§ **SET PROBLEM**:
Set down exactly the lines that run from the line with "If you could pick out the turquoise" to the end of the data, and nothing else.

-*-

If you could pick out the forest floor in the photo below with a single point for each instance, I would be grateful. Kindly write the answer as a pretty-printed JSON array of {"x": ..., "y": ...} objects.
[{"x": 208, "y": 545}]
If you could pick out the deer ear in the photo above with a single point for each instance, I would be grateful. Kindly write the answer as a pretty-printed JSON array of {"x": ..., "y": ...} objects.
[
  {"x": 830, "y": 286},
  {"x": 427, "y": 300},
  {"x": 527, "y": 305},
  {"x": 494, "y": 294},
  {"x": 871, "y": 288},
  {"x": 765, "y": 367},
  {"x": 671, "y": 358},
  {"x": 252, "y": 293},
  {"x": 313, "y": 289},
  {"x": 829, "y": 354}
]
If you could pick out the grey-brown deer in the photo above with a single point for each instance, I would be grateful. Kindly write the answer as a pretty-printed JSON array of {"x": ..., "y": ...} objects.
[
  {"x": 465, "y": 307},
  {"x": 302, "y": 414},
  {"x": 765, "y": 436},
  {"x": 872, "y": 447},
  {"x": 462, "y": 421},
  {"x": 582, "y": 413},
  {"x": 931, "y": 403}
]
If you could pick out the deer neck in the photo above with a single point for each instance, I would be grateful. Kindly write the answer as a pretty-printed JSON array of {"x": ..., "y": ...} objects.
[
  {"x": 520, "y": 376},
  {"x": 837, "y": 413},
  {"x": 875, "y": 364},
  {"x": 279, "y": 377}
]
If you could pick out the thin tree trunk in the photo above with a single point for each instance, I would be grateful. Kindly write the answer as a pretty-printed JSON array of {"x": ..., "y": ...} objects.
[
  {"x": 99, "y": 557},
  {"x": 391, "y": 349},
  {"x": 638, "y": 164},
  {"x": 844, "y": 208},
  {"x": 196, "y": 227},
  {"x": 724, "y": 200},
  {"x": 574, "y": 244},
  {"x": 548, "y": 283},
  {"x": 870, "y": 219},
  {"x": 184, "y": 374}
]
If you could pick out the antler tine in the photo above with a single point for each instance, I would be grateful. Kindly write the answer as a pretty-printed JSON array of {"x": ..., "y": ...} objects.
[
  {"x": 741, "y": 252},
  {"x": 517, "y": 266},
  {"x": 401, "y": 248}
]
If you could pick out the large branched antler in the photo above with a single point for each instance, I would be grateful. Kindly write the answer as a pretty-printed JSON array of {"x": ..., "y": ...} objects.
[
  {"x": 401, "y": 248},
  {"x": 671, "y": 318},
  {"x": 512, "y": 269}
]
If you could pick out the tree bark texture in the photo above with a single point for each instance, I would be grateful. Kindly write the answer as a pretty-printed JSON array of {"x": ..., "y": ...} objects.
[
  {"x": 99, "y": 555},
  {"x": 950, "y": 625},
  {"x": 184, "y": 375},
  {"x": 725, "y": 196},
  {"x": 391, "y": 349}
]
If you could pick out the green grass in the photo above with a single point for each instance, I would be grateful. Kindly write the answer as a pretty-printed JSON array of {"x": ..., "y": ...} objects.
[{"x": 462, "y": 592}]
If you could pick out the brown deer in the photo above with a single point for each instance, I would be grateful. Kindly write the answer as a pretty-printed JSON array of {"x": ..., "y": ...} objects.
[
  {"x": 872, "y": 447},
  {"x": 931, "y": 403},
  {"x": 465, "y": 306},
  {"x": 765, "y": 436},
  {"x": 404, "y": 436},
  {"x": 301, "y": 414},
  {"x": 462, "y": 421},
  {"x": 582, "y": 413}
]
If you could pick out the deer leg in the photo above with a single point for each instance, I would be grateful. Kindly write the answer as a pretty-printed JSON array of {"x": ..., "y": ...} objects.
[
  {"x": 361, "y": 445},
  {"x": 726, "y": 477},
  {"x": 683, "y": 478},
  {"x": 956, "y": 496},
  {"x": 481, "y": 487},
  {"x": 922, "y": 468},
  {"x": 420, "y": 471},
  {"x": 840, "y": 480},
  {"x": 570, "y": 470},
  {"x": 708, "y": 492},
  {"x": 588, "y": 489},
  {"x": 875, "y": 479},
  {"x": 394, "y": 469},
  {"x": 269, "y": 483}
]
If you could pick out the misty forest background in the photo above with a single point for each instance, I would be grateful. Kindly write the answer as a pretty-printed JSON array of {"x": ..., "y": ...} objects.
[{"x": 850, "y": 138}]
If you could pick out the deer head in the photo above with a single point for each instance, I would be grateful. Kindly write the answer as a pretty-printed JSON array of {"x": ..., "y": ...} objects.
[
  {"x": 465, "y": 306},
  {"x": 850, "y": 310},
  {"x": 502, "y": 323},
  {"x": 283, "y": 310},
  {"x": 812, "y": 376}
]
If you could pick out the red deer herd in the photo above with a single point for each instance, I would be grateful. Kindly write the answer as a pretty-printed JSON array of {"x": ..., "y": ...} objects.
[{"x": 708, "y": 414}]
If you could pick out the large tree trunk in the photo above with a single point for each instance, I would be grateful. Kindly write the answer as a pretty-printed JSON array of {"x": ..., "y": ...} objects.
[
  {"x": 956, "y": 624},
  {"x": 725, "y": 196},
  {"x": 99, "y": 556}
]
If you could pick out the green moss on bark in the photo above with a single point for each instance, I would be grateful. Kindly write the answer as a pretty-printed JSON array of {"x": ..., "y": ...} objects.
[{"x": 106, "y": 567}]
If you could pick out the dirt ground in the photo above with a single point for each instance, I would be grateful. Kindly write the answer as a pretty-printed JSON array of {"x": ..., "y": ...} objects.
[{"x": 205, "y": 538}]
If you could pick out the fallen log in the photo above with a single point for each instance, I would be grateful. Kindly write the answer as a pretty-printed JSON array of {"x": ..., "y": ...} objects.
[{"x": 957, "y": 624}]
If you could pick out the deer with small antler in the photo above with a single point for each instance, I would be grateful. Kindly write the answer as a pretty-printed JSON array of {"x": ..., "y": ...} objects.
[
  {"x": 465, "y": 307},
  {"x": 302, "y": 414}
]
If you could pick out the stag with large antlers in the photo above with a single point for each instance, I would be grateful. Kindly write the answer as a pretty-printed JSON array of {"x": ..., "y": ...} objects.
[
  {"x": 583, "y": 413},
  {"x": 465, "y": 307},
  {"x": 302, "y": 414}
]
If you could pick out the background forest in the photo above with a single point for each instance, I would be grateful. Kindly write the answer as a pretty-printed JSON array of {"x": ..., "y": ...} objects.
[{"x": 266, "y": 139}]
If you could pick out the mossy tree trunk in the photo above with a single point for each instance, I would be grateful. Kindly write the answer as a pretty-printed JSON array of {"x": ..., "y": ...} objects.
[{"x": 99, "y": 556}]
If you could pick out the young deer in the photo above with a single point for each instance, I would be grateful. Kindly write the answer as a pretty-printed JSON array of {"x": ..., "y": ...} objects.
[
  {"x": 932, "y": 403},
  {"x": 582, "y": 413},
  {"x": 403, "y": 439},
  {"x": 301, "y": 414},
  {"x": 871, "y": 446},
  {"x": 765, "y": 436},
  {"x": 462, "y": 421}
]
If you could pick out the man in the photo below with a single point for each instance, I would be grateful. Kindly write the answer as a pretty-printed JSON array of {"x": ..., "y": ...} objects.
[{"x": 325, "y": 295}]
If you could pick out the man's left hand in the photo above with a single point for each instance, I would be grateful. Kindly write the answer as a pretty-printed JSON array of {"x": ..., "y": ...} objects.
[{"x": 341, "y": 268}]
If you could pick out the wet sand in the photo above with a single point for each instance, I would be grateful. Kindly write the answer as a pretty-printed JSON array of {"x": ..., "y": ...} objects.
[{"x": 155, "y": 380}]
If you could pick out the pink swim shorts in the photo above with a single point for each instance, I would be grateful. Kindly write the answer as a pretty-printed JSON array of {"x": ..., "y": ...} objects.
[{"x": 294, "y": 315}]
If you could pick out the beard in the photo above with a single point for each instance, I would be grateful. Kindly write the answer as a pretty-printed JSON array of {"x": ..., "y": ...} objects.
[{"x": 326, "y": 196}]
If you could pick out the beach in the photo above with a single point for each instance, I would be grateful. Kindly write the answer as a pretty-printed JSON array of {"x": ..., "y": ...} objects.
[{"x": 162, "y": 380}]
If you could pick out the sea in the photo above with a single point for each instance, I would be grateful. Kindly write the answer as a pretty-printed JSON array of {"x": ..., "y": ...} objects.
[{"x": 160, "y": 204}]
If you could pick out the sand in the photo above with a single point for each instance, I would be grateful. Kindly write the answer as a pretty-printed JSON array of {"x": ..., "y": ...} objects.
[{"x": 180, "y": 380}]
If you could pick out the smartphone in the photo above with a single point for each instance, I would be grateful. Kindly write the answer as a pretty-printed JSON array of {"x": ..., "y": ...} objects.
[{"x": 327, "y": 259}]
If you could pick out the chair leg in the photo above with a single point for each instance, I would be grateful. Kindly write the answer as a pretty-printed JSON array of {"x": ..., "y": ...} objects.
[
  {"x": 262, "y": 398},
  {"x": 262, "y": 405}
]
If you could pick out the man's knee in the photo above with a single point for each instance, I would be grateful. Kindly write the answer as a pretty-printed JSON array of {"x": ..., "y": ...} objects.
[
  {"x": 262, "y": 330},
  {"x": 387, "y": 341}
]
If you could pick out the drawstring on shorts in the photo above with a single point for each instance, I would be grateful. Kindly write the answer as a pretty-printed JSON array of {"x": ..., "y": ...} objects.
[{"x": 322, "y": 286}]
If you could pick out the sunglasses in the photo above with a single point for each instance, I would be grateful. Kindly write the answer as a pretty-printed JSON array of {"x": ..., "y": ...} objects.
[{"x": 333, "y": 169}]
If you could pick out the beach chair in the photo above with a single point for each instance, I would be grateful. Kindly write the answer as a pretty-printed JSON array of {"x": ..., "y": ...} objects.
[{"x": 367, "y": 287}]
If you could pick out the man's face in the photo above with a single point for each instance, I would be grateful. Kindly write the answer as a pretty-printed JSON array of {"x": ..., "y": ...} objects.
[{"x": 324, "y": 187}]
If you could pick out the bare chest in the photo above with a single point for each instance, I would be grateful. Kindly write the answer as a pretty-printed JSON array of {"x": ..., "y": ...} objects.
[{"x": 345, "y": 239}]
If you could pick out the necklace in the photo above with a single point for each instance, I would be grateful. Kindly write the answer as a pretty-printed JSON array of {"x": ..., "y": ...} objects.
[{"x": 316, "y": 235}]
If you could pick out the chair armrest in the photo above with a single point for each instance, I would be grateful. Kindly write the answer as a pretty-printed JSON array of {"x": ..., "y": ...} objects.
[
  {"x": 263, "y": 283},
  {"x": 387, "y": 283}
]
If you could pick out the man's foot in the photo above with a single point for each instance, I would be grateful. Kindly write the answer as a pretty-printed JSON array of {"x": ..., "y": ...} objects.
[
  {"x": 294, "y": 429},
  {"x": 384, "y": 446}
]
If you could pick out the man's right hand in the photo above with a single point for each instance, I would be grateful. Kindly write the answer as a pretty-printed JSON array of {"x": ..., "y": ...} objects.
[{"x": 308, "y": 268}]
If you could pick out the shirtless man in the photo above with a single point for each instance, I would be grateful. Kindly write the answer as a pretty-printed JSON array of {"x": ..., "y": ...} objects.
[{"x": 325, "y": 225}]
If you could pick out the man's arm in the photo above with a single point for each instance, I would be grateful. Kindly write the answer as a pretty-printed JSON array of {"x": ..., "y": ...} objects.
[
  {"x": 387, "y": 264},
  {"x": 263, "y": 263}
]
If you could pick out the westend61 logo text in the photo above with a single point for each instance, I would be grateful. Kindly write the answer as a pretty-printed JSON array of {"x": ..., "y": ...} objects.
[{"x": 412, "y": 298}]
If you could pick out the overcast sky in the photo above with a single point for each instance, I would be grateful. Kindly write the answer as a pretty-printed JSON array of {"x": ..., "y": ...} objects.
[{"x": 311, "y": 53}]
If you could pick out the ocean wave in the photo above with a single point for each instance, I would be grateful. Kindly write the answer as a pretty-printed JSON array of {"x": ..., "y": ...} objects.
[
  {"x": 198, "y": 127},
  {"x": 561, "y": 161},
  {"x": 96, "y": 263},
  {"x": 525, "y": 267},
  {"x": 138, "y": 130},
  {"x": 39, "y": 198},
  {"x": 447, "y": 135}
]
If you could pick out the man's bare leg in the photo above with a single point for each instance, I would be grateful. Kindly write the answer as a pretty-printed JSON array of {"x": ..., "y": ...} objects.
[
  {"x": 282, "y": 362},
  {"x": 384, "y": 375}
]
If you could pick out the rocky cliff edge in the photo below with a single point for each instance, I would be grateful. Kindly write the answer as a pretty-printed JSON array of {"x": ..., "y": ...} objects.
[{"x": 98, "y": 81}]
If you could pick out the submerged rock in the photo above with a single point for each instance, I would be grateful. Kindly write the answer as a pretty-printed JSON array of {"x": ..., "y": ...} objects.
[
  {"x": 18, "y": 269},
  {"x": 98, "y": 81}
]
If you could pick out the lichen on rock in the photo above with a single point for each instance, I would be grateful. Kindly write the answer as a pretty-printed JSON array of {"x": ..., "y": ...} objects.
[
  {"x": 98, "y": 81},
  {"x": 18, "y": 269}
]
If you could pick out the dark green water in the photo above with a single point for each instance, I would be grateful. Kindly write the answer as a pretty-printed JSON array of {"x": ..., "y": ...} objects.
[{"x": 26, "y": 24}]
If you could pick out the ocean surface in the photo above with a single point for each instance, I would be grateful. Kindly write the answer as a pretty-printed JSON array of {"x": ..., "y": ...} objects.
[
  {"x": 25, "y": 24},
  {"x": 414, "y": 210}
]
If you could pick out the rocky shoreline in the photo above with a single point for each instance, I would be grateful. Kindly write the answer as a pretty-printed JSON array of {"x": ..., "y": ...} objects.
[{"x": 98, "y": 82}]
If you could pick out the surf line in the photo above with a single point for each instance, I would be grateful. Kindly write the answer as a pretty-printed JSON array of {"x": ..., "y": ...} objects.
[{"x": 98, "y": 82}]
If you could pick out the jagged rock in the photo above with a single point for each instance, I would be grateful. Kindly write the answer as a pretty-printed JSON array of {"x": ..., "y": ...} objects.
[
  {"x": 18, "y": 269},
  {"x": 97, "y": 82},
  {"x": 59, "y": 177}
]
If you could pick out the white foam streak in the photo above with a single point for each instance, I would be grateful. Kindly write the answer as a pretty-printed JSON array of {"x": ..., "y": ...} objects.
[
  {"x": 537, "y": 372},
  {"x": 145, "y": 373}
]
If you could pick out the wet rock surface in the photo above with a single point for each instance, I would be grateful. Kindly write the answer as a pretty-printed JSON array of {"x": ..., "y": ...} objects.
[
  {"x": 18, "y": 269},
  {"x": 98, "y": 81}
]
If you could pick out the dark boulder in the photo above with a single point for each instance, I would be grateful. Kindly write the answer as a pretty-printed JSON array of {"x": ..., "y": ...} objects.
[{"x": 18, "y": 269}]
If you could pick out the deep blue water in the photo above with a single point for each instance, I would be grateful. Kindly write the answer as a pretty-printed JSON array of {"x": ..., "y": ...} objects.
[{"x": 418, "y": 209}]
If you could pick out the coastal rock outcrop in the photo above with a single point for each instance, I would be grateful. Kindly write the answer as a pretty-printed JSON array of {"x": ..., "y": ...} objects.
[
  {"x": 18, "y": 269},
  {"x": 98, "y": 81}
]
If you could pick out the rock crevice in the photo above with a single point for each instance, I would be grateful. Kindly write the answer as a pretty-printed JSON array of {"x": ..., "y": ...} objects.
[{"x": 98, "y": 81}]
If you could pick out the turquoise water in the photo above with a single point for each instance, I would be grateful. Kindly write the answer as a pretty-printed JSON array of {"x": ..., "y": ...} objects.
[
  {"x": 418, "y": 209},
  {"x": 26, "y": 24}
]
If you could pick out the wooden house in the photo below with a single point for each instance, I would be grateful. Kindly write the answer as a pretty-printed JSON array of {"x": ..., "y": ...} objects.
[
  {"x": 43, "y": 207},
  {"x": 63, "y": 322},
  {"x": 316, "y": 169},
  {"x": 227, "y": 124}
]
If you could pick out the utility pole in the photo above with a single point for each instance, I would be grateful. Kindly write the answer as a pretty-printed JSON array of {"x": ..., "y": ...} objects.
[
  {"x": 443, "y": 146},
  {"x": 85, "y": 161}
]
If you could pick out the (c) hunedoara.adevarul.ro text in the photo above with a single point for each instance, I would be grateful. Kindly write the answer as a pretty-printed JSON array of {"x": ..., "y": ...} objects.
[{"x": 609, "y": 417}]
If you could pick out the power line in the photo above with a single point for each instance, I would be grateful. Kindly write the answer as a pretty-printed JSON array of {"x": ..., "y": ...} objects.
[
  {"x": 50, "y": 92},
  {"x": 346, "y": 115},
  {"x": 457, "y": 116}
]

-*-

§ **WRITTEN RESPONSE**:
If you could pick out the turquoise water in the photo above with a single point for each instance, I would be grateful. Kindly write the answer as a pretty-printed JSON array of {"x": ..., "y": ...} objects.
[
  {"x": 418, "y": 209},
  {"x": 26, "y": 24}
]
If you could pick out the wooden house in the photo below with a single point for each instance, I would be grateful. Kindly write the answer as a pretty-printed JSON array of {"x": ..., "y": ...} objects.
[
  {"x": 43, "y": 207},
  {"x": 63, "y": 322},
  {"x": 316, "y": 169},
  {"x": 227, "y": 124}
]
If you could pick out the utility pole in the photo above with a single point for each instance, I would be grateful. Kindly write the answer as a pretty-printed JSON array of {"x": ..., "y": ...} objects.
[
  {"x": 443, "y": 146},
  {"x": 85, "y": 161}
]
If you could pick out the (c) hunedoara.adevarul.ro text in the photo above with a single point for each instance, I would be grateful. Kindly write the answer as a pretty-printed JSON array of {"x": ..., "y": ...} objects.
[{"x": 609, "y": 417}]
If you could pick out the power line in the photo above with a single point for each instance, I would be grateful. Kindly write the answer as a pretty-printed JSON array of {"x": ..., "y": ...} objects.
[
  {"x": 50, "y": 92},
  {"x": 346, "y": 115},
  {"x": 457, "y": 116}
]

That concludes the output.